» Passage
______

2025 Poster Presentations
P137: DISTINCT RADIOGRAPHIC PHENOTYPE OF LOW-GRADE MENINGIOMAS
Abraham Dada; Aymen Kabir; Rithvik Ramesh, BS; Daniel Quintana, BA; Christian Jimenez, BS; Wesley Shoap, MD; Ezequiel Goldschmidt, MD, PhD; University of California, San Francisco
Introduction: The WHO classification system for meningiomas, despite frequent challenges, remains a robust predictor of tumor recurrence. Accurate pre-operative identification of Grade 1 meningiomas is crucial for informed management decisions and effective patient counseling. This study aimed to establish clinically sensitive and specific radiomic markers for low-grade meningiomas.

______

In the meningioma abstract, what did the study set out to establish? The data after this aren't needed.

______

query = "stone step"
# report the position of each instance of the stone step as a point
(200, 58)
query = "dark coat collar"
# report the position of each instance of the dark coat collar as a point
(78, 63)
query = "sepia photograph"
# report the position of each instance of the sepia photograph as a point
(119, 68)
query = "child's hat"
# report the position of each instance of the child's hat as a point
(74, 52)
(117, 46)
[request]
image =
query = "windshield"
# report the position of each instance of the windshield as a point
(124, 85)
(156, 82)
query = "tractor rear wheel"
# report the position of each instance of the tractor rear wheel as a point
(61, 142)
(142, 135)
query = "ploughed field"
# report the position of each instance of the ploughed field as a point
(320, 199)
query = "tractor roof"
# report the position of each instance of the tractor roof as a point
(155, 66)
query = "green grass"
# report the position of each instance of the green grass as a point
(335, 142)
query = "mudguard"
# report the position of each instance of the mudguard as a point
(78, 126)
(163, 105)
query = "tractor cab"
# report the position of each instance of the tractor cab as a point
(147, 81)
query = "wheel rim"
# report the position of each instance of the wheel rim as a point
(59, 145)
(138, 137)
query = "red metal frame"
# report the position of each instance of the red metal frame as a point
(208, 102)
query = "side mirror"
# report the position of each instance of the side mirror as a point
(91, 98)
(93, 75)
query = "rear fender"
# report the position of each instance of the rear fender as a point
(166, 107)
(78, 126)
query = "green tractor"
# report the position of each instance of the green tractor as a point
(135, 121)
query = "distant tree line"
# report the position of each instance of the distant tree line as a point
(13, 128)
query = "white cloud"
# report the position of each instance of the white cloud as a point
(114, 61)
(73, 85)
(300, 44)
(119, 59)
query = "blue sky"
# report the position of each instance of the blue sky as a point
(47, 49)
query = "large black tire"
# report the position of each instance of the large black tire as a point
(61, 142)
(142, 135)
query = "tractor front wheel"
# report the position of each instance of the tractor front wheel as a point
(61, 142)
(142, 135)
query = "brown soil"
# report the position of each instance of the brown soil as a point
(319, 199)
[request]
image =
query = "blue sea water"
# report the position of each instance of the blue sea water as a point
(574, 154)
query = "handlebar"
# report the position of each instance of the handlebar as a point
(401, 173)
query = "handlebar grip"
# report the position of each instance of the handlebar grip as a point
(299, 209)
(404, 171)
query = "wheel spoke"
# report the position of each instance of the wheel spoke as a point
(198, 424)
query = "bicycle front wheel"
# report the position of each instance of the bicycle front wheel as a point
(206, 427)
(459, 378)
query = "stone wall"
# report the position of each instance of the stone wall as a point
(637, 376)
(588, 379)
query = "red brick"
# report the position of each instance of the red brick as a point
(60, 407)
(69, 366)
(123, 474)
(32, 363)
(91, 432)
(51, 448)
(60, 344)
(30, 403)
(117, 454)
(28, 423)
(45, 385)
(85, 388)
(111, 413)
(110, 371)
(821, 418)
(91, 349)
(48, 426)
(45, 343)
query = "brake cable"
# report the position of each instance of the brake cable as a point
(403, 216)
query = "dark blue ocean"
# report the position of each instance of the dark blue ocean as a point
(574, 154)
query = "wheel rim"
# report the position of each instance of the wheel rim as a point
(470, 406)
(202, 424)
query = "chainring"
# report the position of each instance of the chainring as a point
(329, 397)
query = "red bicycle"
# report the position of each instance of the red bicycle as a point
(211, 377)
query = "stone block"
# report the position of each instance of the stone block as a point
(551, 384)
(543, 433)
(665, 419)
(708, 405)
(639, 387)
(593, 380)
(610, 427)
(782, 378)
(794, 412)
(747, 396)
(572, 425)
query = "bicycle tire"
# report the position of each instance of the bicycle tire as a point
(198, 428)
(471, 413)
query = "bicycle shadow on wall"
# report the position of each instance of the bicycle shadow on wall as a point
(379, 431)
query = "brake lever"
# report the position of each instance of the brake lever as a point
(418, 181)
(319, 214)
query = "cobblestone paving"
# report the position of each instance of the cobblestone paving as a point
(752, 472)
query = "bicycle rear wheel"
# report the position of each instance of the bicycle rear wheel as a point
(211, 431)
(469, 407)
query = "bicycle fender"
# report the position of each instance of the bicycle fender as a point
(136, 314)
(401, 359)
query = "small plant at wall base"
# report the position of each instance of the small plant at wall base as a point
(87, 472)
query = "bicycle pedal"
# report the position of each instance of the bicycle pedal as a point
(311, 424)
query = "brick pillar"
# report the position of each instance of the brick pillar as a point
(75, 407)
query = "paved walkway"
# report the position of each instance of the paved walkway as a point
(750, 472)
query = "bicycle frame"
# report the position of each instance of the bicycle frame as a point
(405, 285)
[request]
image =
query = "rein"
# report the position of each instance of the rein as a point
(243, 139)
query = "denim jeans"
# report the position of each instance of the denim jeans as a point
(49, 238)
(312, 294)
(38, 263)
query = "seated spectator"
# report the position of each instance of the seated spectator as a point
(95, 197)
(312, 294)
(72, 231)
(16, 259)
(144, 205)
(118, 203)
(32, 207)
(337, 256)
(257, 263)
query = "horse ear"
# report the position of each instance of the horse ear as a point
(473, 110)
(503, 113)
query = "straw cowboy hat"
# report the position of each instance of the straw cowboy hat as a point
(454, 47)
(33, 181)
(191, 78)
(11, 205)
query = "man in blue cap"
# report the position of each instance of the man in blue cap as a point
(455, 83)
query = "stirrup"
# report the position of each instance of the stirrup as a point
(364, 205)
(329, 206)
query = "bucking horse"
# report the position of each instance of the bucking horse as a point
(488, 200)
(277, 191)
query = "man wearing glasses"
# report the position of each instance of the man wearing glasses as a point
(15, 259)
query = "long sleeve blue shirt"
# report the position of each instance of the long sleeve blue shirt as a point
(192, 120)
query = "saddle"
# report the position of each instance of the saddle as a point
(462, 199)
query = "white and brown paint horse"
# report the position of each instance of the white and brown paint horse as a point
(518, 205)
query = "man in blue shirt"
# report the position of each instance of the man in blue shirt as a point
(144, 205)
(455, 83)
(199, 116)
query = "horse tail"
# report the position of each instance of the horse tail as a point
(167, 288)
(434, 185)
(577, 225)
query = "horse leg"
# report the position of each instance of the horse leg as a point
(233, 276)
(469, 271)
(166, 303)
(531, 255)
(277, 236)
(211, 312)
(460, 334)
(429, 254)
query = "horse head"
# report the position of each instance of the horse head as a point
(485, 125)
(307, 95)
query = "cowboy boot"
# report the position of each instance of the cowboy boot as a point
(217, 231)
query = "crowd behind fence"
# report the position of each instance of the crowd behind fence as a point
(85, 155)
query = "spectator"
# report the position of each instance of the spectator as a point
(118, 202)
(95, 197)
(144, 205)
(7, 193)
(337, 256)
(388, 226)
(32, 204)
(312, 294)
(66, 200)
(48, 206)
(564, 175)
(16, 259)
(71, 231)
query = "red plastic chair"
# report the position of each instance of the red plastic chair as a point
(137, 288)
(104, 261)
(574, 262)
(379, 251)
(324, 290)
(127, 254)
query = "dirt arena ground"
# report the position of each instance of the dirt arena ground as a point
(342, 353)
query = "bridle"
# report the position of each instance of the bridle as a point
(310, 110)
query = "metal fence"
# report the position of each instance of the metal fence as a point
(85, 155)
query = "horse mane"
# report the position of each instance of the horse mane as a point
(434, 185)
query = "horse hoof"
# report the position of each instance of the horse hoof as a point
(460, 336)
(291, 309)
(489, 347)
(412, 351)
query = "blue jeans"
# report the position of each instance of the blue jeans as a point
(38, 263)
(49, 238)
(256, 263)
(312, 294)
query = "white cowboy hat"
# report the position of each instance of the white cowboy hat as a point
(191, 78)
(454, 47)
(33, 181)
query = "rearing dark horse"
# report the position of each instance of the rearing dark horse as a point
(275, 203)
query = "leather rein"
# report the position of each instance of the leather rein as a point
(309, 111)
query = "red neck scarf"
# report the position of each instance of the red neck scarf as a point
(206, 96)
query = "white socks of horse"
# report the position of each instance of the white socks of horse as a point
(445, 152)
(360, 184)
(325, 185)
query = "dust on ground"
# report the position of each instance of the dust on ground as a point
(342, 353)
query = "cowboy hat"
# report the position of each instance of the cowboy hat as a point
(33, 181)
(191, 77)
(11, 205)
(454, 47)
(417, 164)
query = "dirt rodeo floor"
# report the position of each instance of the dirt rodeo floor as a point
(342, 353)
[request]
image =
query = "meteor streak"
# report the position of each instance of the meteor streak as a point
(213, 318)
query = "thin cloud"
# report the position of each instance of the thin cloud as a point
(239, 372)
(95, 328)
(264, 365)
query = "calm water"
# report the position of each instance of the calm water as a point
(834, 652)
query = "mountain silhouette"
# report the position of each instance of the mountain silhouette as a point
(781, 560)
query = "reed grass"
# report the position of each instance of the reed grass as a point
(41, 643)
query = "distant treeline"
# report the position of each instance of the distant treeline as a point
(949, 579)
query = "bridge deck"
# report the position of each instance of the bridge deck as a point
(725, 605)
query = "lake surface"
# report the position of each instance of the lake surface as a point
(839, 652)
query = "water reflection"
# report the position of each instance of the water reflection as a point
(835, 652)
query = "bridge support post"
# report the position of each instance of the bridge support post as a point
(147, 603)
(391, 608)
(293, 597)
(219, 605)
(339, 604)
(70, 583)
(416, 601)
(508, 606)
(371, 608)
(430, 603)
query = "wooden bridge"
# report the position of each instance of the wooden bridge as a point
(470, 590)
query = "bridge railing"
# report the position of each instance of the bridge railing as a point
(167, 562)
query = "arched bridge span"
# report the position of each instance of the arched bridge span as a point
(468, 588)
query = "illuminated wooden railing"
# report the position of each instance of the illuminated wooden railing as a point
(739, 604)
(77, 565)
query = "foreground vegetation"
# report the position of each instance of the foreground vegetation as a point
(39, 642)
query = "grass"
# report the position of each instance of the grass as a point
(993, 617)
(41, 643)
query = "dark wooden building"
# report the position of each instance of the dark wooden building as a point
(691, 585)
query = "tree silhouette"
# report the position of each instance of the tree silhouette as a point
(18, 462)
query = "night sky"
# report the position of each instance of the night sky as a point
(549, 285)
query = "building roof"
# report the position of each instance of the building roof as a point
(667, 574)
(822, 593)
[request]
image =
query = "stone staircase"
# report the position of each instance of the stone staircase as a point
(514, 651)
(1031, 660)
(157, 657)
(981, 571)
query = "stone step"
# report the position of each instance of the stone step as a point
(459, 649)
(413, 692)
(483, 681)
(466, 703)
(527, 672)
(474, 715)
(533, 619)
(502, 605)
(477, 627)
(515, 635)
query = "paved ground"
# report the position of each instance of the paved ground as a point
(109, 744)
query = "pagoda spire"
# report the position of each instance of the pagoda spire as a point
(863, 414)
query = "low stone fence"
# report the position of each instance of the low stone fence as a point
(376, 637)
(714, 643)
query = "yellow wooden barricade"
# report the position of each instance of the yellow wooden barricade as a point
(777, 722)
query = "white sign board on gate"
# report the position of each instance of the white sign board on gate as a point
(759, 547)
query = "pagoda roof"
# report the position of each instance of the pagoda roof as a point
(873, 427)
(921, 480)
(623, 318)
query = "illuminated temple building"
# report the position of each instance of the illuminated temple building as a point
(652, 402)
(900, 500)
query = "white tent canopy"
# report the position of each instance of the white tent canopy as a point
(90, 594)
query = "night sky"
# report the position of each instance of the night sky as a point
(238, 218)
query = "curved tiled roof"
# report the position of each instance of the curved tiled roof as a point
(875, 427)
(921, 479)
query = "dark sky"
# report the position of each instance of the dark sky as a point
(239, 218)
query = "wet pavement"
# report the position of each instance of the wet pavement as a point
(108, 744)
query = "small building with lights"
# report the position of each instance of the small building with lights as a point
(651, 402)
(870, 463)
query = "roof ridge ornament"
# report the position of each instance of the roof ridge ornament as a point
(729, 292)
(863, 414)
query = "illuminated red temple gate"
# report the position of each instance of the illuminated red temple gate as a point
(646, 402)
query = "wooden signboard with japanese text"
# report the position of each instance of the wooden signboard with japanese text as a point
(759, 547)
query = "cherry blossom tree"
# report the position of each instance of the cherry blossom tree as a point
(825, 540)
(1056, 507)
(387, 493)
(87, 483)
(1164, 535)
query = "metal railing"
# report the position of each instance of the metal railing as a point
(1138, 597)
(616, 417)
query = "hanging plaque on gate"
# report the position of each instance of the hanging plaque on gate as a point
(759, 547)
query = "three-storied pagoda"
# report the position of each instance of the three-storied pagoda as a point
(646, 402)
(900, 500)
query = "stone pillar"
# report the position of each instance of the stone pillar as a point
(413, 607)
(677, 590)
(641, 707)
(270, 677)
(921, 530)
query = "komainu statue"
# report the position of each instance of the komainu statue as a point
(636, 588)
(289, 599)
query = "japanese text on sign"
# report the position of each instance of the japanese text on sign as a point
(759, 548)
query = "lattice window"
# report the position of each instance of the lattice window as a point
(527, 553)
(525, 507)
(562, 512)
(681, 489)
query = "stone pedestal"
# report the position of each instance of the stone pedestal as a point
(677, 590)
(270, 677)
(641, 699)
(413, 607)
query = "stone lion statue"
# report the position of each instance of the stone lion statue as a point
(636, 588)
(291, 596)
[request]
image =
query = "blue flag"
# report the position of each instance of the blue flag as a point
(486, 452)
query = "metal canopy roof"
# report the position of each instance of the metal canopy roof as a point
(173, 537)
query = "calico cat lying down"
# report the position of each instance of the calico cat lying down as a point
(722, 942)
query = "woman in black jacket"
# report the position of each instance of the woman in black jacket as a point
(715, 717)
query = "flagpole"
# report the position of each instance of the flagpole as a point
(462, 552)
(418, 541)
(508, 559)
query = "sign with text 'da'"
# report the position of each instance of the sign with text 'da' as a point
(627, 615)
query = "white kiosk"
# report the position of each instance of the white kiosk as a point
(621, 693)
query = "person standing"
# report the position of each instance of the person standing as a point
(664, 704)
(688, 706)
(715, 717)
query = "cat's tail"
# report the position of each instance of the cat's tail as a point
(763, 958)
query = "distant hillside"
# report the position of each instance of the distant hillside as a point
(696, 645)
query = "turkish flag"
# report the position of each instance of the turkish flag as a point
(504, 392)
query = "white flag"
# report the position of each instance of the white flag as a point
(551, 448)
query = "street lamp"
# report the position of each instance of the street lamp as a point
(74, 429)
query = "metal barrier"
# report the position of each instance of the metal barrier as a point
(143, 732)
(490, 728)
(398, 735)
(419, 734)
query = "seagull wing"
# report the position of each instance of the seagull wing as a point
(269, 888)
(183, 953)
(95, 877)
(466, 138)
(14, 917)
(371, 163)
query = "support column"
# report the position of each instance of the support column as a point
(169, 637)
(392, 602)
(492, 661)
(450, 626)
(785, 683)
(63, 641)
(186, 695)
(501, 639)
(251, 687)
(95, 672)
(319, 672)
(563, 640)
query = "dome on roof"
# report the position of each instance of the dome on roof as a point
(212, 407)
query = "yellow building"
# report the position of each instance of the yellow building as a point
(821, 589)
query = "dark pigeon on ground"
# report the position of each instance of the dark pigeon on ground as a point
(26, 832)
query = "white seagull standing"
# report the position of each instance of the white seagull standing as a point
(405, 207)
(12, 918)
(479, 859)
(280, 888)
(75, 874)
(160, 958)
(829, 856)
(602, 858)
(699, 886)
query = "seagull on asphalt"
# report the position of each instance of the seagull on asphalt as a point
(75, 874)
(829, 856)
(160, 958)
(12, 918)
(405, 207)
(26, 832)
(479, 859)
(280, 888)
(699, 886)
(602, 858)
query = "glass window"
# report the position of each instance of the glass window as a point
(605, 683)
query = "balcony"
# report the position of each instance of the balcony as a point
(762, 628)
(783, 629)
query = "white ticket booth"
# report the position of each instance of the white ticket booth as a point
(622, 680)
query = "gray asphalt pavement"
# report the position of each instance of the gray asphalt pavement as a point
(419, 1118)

______

» Result
Clinically sensitive and specific radiomic markers for low-grade meningiomas.